As the realizations of the visual correct scores were quite noisy (as apparent in the jittery pattern in Figure 2A), the estimates for the proportion of correct scores for each word and subject separately were quite uncertain (average 95%-highest density interval [95%-HDI] was 0.29 [0.14–0.42] across all 900 estimates from 18 subjects and 50 words). We therefore determined the visual lipreading recognition rates for words, ρV,w, and for each subject, ρV,s by fitting the following function:

F V ( ρ V , w , ρ V , s ) = ρ V , w × ρ V , s (1)

to the responses from the V-only trials, which are taken to be binomially distributed (see Materials and Methods for details on the fitting procedure). This yields 18 visual recognition rates for subjects, ρV,s, and 50 visual recognition rates for words, ρV,w. Multiplication of these rates assumes that they were independent, and thus separable from each other. This assumption seems to hold, at least qualitatively, when looking at the correct scores for each word and subject (cf. Figures 2A,B, see also section Materials and Methods for a more quantitative approach). This procedure smoothened the recognition rate matrix (Figure 2B), and decreased variability in the estimates (as expressed by the small 95%-HDI in Figures 2C,D; average 95%-HDI = 0.09 [0.04–0.14] across 68 parameters). This function also reduced the number of variables from 900 (number of subjects multiplied by number of words) to 68 (number of subjects plus number of words). These features enable a more practical comparison to the other, A-only and AV conditions, to be introduced later on. The model described by equation 1 is also preferred by having a lower Bayesian Information Criterion (BIC, see section Materials and Methods) compared to the model that determines recognition rates independently for all subjects and words (5.5 k vs. 9.0 k, respectively).

Saved entries:
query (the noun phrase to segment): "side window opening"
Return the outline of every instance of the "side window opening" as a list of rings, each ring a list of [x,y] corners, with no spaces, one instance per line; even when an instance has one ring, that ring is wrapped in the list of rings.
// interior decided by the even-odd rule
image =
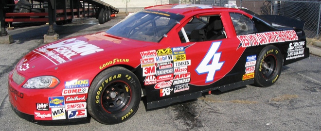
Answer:
[[[194,17],[184,27],[188,40],[184,37],[184,32],[178,33],[181,41],[199,42],[211,41],[226,38],[223,23],[218,15]]]
[[[230,13],[237,35],[254,33],[254,23],[250,18],[238,13]]]

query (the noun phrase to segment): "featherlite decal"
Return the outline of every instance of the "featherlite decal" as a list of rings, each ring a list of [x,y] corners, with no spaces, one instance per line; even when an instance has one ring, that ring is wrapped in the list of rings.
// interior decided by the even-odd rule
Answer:
[[[293,30],[273,32],[237,36],[242,47],[249,47],[299,39]]]

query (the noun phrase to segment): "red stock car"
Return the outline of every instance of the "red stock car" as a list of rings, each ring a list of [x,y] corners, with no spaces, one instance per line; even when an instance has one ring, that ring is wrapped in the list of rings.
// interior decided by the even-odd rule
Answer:
[[[106,32],[36,49],[11,71],[12,109],[32,121],[106,124],[204,93],[267,87],[283,66],[308,57],[304,32],[246,9],[202,5],[146,7]]]

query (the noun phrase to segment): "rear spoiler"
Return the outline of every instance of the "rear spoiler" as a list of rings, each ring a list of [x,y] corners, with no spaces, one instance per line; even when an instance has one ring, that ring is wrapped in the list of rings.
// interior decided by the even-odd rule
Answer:
[[[271,23],[280,25],[293,27],[296,29],[303,29],[305,21],[290,18],[284,16],[277,15],[260,15]]]

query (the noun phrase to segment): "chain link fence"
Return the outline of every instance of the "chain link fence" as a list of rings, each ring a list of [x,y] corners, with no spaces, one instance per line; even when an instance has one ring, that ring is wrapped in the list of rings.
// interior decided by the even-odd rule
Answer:
[[[144,7],[167,4],[200,4],[224,6],[231,3],[259,15],[285,16],[305,22],[307,37],[320,38],[321,32],[320,0],[101,0],[119,9],[120,13],[135,12]],[[301,1],[300,1],[301,0]],[[304,0],[304,1],[303,1]]]

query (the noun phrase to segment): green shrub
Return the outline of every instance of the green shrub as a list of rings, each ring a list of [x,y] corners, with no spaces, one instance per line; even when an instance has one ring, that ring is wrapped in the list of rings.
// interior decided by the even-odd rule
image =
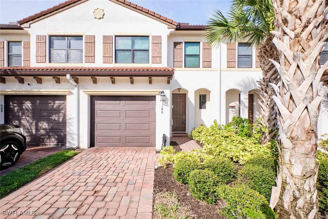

### Short problem A
Write out the stretch of the lipreading passage from "As the realizations" through "w × ρ V , s (1)", word for word.
### Short problem B
Answer these from the lipreading passage:
(i) How many subjects and how many words supplied the 900 estimates?
(ii) The fitted function cut the number of variables from 900 to what number?
(iii) What BIC values does the passage give for the model of equation 1 and for the model that sets recognition rates independently for all subjects and words?

### Exercise answer A
As the realizations of the visual correct scores were quite noisy (as apparent in the jittery pattern in Figure 2A), the estimates for the proportion of correct scores for each word and subject separately were quite uncertain (average 95%-highest density interval [95%-HDI] was 0.29 [0.14–0.42] across all 900 estimates from 18 subjects and 50 words). We therefore determined the visual lipreading recognition rates for words, ρV,w, and for each subject, ρV,s by fitting the following function:

F V ( ρ V , w , ρ V , s ) = ρ V , w × ρ V , s (1)

### Exercise answer B
(i) 18 subjects and 50 words.
(ii) 68.
(iii) 5.5 k for the equation 1 model and 9.0 k for the independent model.